Copy every line from the one containing "Request = locate the white fence" through the last line of the records below, both included, and nothing else.

Pointing dataset records:
··········

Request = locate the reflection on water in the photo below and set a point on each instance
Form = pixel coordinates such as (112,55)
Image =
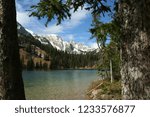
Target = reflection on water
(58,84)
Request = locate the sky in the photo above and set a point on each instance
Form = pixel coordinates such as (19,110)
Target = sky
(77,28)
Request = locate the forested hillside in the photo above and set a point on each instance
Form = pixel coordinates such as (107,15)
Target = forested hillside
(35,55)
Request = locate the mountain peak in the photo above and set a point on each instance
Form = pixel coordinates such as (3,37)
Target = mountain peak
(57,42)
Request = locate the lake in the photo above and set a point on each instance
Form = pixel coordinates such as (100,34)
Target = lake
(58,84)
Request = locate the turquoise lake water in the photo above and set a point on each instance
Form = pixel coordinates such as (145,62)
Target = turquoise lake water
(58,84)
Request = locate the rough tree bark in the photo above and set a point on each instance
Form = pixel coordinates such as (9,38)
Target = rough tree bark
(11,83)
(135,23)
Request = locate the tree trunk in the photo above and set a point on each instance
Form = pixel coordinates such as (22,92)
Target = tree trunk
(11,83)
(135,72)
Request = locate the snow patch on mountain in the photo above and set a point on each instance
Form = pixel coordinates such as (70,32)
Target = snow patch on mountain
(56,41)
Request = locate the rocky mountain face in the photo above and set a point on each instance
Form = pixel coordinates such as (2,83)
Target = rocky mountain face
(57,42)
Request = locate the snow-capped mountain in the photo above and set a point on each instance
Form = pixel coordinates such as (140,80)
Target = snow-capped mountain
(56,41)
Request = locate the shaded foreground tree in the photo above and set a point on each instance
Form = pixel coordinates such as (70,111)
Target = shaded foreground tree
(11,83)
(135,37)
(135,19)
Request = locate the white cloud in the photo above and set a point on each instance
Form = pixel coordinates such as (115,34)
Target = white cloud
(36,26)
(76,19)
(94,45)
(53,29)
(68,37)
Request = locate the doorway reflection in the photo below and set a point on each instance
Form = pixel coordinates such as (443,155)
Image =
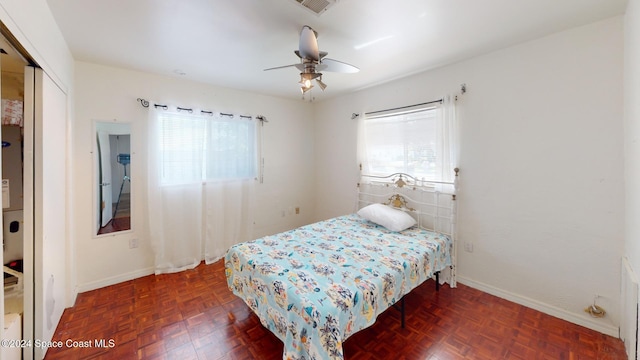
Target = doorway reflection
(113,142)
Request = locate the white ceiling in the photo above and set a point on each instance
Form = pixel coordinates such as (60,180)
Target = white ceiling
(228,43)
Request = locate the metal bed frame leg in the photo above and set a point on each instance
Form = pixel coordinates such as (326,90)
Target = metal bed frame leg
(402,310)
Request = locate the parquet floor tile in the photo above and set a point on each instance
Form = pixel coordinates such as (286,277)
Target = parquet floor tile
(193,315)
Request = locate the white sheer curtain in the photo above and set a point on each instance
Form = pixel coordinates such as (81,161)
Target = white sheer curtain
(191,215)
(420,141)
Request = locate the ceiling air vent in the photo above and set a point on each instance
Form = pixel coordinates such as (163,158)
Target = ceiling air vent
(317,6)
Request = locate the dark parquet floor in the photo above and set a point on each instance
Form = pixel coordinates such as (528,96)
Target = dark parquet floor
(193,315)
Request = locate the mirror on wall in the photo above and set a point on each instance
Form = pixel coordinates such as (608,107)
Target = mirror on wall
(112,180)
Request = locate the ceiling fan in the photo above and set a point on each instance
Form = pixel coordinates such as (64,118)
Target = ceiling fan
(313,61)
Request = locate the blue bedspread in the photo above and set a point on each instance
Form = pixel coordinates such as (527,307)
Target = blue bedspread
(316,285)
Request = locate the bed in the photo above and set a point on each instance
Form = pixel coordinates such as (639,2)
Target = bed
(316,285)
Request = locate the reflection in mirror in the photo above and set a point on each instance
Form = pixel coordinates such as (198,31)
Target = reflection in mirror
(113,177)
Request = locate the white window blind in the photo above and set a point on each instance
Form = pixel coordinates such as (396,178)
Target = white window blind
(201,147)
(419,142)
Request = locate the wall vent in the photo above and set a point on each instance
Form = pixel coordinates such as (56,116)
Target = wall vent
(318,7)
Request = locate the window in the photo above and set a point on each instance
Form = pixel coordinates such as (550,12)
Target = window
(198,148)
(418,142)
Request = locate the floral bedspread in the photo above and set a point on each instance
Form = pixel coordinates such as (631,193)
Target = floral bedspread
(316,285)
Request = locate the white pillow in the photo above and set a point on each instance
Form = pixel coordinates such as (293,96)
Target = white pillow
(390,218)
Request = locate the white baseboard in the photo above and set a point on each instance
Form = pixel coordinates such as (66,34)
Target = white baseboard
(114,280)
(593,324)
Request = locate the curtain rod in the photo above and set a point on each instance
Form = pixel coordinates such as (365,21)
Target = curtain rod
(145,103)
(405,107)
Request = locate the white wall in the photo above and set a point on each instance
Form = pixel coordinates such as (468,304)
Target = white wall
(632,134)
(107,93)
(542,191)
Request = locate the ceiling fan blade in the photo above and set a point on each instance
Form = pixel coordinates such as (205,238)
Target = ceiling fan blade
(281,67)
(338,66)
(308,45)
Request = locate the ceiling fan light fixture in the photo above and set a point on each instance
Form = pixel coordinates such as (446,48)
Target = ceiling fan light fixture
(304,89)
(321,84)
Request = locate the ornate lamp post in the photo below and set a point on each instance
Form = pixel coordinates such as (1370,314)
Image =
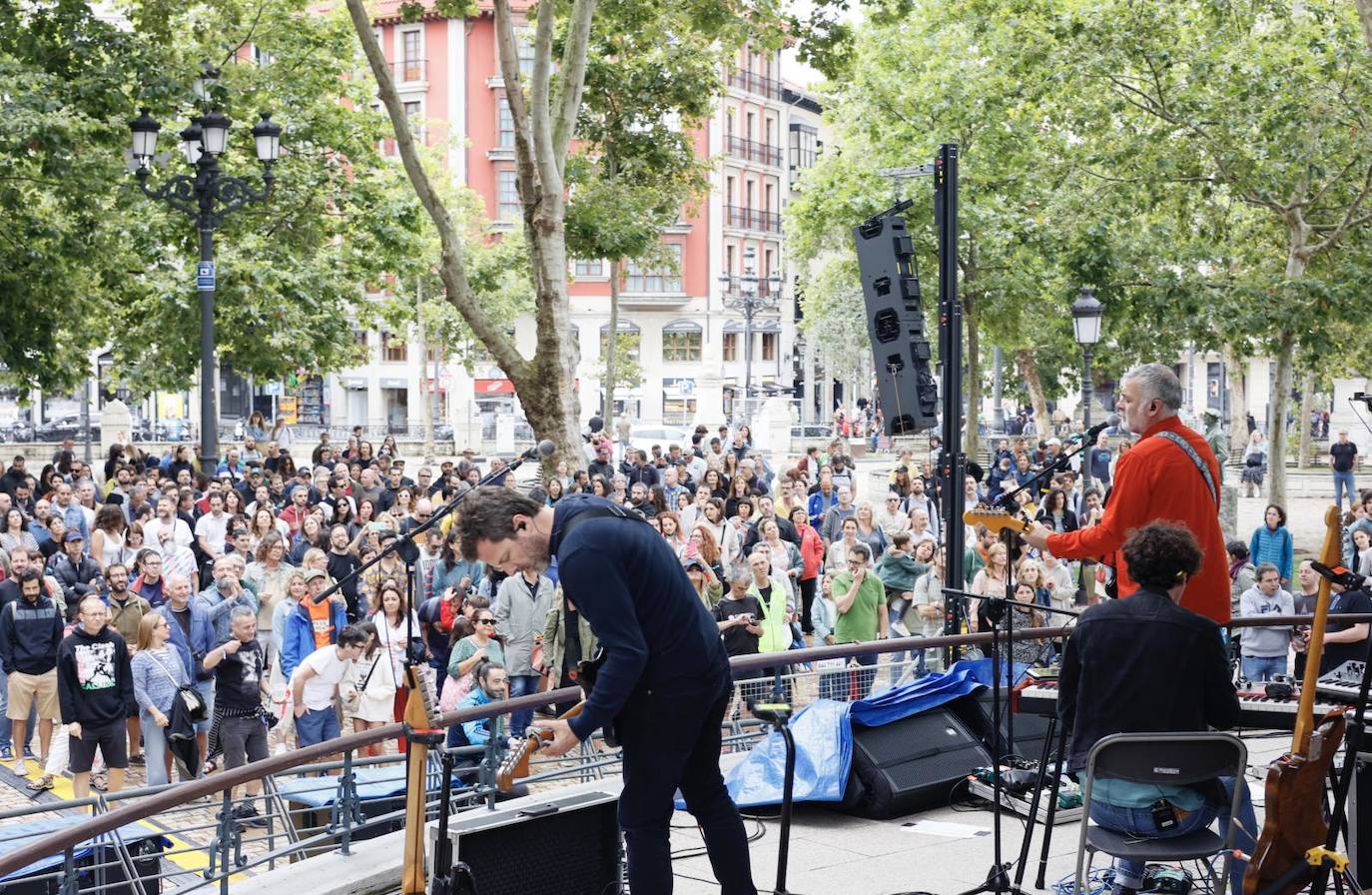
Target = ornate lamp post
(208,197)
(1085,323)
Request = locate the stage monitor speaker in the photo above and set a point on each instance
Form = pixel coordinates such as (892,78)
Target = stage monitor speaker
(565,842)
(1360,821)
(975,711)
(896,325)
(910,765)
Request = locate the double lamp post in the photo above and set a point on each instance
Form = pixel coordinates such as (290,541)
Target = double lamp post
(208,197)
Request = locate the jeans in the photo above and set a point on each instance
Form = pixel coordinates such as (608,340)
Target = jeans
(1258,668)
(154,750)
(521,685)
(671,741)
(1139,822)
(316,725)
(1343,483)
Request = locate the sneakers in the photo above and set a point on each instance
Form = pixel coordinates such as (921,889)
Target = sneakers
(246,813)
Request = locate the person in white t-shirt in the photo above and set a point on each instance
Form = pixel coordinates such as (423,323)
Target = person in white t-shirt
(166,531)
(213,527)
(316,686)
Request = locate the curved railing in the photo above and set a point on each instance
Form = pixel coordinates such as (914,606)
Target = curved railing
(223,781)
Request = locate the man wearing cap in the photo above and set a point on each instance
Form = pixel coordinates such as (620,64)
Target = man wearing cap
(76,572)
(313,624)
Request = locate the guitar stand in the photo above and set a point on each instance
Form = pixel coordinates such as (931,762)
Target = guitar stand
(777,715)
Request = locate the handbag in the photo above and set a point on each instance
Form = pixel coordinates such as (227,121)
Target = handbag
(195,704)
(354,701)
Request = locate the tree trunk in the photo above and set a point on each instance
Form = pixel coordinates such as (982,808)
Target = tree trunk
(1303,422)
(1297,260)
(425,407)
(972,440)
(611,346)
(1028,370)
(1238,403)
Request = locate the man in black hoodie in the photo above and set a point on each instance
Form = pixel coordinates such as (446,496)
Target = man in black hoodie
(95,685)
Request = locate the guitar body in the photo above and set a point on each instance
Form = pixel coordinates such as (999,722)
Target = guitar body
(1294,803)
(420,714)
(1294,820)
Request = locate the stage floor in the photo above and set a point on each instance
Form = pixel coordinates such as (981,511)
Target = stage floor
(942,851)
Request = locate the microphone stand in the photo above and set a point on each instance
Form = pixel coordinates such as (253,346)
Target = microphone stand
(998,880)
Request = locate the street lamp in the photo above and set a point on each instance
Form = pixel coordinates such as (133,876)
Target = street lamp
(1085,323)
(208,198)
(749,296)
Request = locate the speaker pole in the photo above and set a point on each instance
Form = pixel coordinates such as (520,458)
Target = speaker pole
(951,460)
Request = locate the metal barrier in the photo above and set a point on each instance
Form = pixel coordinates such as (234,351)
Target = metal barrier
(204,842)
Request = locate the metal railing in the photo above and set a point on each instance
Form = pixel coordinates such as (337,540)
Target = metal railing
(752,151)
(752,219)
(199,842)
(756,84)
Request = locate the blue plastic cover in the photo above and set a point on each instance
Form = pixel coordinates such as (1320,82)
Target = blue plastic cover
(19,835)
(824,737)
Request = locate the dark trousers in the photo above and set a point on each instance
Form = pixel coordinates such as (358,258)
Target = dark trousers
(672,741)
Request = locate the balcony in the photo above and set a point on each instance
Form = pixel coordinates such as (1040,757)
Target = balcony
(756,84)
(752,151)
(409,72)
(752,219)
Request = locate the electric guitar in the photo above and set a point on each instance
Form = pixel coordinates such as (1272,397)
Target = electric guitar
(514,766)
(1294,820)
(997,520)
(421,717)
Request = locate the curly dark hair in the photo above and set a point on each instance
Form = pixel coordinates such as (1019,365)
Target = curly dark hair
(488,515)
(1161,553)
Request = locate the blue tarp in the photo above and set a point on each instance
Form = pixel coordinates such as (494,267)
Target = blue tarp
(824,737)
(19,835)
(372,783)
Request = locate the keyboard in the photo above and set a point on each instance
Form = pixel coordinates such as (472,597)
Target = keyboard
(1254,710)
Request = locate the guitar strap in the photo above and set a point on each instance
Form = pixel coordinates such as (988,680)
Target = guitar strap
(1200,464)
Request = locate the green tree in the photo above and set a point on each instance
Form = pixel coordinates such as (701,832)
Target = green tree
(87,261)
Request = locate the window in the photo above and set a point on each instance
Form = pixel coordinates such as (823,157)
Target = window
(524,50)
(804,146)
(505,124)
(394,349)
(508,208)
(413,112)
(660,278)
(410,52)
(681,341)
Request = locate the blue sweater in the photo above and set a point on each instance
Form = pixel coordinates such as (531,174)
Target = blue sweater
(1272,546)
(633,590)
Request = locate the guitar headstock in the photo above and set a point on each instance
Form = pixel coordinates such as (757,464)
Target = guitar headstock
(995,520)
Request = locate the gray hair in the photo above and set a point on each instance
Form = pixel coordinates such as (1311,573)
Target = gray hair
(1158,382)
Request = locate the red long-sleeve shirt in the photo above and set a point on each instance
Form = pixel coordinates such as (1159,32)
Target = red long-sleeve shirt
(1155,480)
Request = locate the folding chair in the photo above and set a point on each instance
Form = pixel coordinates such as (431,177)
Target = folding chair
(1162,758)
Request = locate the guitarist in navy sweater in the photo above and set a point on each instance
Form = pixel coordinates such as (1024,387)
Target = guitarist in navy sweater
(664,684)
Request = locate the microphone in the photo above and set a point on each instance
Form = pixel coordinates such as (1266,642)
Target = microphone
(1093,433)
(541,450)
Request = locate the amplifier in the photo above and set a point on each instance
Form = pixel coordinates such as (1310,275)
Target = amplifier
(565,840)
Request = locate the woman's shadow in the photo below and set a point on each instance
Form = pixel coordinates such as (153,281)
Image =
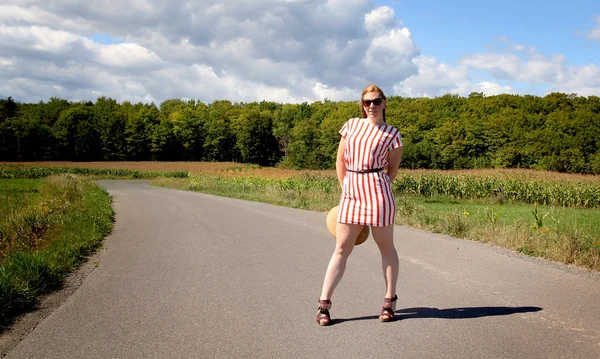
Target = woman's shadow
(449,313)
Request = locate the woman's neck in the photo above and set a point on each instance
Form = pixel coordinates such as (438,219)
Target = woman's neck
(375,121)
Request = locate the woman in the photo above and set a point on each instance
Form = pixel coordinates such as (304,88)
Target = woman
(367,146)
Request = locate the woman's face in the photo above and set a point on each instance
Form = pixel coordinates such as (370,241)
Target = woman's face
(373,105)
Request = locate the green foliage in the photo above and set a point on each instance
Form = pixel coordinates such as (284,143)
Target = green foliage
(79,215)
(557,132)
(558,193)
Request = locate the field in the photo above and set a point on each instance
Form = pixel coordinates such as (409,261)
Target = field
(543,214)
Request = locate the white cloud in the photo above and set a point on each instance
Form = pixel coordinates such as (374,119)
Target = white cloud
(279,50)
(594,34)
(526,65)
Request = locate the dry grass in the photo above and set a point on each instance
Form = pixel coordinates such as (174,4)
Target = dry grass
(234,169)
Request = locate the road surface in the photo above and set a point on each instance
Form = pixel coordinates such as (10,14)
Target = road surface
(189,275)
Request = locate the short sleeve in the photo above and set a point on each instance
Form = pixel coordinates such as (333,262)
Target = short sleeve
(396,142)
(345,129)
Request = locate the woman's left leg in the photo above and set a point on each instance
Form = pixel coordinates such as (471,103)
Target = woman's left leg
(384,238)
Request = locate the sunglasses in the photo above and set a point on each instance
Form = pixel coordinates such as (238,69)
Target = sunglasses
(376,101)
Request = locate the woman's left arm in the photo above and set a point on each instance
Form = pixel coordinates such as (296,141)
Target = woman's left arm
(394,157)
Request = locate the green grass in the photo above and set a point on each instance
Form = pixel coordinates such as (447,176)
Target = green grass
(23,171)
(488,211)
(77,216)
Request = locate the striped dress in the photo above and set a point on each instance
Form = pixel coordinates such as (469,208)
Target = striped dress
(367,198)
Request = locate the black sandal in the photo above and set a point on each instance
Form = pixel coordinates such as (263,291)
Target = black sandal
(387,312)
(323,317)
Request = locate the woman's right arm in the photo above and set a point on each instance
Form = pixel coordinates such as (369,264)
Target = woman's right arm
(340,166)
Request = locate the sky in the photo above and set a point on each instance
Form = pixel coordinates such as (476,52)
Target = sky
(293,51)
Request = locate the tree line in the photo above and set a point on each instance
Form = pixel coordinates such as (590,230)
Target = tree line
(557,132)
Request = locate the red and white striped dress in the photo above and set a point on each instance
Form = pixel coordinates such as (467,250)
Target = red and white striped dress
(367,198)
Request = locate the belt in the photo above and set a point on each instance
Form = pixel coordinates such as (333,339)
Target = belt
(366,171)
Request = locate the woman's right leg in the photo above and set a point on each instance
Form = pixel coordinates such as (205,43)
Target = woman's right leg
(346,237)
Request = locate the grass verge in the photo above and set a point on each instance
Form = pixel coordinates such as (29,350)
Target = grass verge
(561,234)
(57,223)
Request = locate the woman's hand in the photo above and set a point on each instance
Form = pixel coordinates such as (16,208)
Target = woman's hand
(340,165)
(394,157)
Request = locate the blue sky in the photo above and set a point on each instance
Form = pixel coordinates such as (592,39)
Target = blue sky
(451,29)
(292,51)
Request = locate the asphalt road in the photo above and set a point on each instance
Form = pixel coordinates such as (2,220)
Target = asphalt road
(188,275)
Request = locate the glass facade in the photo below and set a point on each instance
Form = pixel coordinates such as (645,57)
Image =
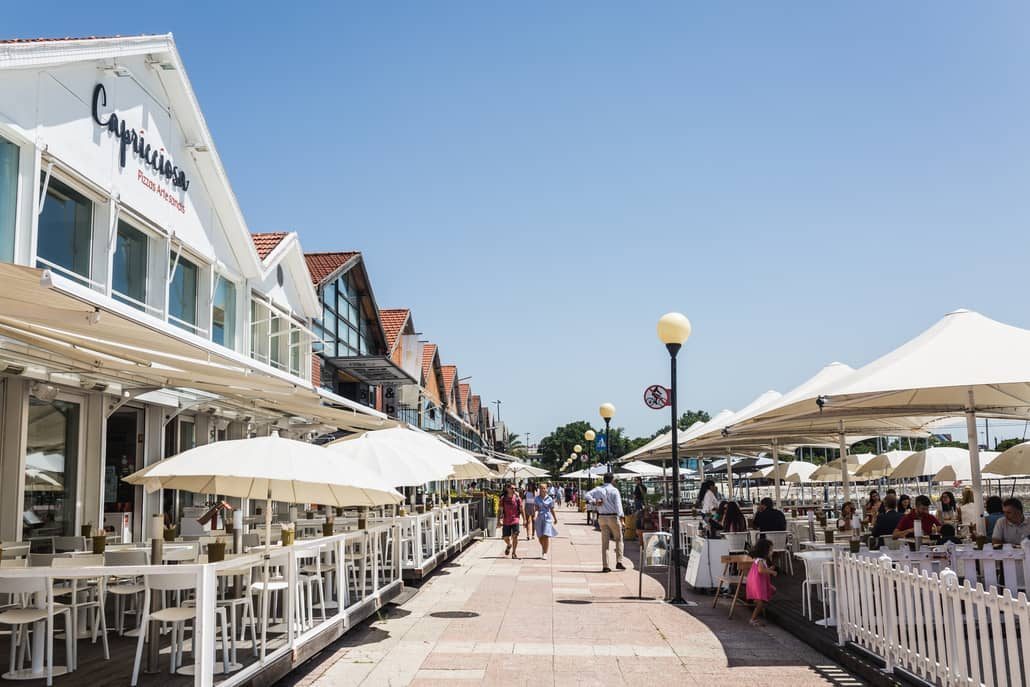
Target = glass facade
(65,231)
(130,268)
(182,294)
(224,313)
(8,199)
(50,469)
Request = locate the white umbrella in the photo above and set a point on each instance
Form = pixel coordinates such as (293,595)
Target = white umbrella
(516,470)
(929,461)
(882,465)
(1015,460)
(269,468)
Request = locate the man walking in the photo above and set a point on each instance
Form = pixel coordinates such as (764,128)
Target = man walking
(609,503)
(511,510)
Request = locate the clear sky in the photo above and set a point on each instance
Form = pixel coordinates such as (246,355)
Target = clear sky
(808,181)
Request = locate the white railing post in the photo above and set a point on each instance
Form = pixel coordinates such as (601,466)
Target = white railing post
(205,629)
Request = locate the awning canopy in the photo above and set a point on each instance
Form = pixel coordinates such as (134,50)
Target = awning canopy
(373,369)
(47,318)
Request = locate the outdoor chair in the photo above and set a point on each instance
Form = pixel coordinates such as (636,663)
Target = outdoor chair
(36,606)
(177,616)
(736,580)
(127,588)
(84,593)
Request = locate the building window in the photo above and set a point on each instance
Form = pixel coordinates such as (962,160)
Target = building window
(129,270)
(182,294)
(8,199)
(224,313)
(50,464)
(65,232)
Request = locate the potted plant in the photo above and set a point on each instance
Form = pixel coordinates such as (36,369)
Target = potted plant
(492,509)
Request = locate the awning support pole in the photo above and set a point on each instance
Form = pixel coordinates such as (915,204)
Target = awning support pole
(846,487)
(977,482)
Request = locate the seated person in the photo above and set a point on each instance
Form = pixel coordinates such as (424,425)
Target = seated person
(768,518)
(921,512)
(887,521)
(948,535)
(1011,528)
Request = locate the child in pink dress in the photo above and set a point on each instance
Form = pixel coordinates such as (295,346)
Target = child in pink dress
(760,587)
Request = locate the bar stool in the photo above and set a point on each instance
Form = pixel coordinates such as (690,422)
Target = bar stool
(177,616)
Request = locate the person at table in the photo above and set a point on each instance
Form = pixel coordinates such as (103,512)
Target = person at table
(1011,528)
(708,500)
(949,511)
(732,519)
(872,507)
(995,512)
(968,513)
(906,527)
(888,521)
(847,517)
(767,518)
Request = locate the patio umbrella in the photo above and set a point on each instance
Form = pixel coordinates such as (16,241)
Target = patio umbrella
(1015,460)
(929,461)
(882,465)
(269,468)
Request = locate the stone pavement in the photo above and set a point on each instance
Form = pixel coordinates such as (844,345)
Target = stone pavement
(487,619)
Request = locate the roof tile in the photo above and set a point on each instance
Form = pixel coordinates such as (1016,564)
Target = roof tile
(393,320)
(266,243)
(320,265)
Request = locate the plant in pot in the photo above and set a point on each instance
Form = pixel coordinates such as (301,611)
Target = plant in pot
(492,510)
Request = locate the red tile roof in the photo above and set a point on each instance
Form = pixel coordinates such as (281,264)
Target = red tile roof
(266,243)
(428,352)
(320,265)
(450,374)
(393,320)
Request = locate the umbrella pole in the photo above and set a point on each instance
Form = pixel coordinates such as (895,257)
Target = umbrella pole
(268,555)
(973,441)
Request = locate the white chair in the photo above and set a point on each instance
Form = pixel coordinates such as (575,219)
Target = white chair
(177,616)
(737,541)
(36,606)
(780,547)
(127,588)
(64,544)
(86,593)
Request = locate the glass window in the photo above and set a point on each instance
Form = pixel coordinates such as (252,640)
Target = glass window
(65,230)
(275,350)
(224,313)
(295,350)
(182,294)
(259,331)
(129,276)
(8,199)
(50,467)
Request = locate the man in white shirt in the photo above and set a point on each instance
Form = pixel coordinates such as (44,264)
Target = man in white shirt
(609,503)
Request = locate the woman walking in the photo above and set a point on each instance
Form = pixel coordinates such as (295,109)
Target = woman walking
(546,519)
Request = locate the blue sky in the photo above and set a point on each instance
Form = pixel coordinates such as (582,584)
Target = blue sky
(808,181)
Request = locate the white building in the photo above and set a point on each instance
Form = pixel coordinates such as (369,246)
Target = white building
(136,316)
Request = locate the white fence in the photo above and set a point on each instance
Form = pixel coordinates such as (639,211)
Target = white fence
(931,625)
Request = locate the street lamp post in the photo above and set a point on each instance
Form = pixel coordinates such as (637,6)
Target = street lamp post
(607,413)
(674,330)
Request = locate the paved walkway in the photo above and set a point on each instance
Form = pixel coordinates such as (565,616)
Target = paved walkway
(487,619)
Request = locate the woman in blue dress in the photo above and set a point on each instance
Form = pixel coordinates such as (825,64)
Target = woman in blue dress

··········

Answer below:
Request = locate the white fence in the photo above and set a point on each instance
Form = pixel coordinates such as (639,211)
Target = white fence
(931,625)
Request = locate the street lamp post in the photo above and set a point on each instance
Form = pixel coordinates such as (637,6)
Target = street lamp post
(607,413)
(674,330)
Request = locate the paved walkway in the photo above and set a point on each instance
Form = pixel coordinates such as (565,616)
Target = paved walkway
(487,619)
Request = locate the woman in blue dress in the photo above and set a point on each instance
Form = pixel coordinates such as (825,64)
Target = woman in blue dress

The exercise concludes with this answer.